0

I use elastic search for news articles search. If I search for "Vlamadir Putin", it works because he is in news a lot and Vlamidir and Putin are both not very popular. But if I search for "Raja Ram", it does not work. I have a few articles of "Raja Ram", but some of "Raja Mohanty" and "Ram Srivastava". These articles rank higher than articles quoting "Raja Ram". Is there something wrong in my tokenizer or search functions?

    es.indices.create(
            index="article-index",
            body={
                    'settings': {
                            'analysis': {
                                    'analyzer': {
                                            'my_ngram_analyzer' : {
                                                    'tokenizer' : 'my_ngram_tokenizer'
                                            }
                                    },
                                    'tokenizer' : {
                                            'my_ngram_tokenizer' : {
                                                    'type' : 'nGram',
                                                    'min_gram' : '1',
                                                    'max_gram' : '50'
                                            }
                                    }
                            }
                    }
            },
            # ignore already existing index
            ignore=400
    )

TASK INSTRUCTIONS:
a - Reproduce the part of the Elasticsearch search question starting at "I use elastic" and ending at "or search functions?".
b - In the Elasticsearch search question, which articles rank higher than the ones quoting "Raja Ram"?
c - Carry the Elasticsearch search question forward, picking up right after its last line.

Object point labels

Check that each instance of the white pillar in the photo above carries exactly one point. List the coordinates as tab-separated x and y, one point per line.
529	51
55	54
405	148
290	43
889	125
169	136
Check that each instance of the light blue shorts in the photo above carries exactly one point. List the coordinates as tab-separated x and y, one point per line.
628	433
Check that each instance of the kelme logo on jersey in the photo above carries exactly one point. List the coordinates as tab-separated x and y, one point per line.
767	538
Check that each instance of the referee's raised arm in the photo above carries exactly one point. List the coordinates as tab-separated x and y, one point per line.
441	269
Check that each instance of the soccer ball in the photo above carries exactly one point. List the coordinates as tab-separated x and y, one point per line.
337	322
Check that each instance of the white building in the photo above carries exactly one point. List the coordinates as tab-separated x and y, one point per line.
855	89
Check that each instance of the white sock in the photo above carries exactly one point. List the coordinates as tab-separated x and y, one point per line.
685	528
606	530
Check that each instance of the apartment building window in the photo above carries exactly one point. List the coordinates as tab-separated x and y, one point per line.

EXPECTED RESPONSES:
a -
I use elastic search for news articles search. If I search for "Vlamadir Putin", it works because he is in news a lot and Vlamidir and Putin are both not very popular. But if I search for "Raja Ram", it does not work. I have a few articles of "Raja Ram", but some of "Raja Mohanty" and "Ram Srivastava". These articles rank higher than articles quoting "Raja Ram". Is there something wrong in my tokenizer or search functions?

b - Articles of "Raja Mohanty" and "Ram Srivastava".

c -
res = es.search(index="article-index", fields="url", body={"query": {"query_string": {"query": keywordstr, "fields": ["text", "title", "tags", "domain"]}}})
cheffe
  • 9,345
  • 2
  • 46
  • 57
Pratik Poddar
  • 1,353
  • 3
  • 18
  • 36

1 Answers1

2

You can use match_phrase option of elasticsearch

But you can't mention multiple fields for search, instead use _all field

Your query would be
res = es.search(index="article-index", fields="url", body={"query": "match_phrase": {"_all":"keywordstr"}})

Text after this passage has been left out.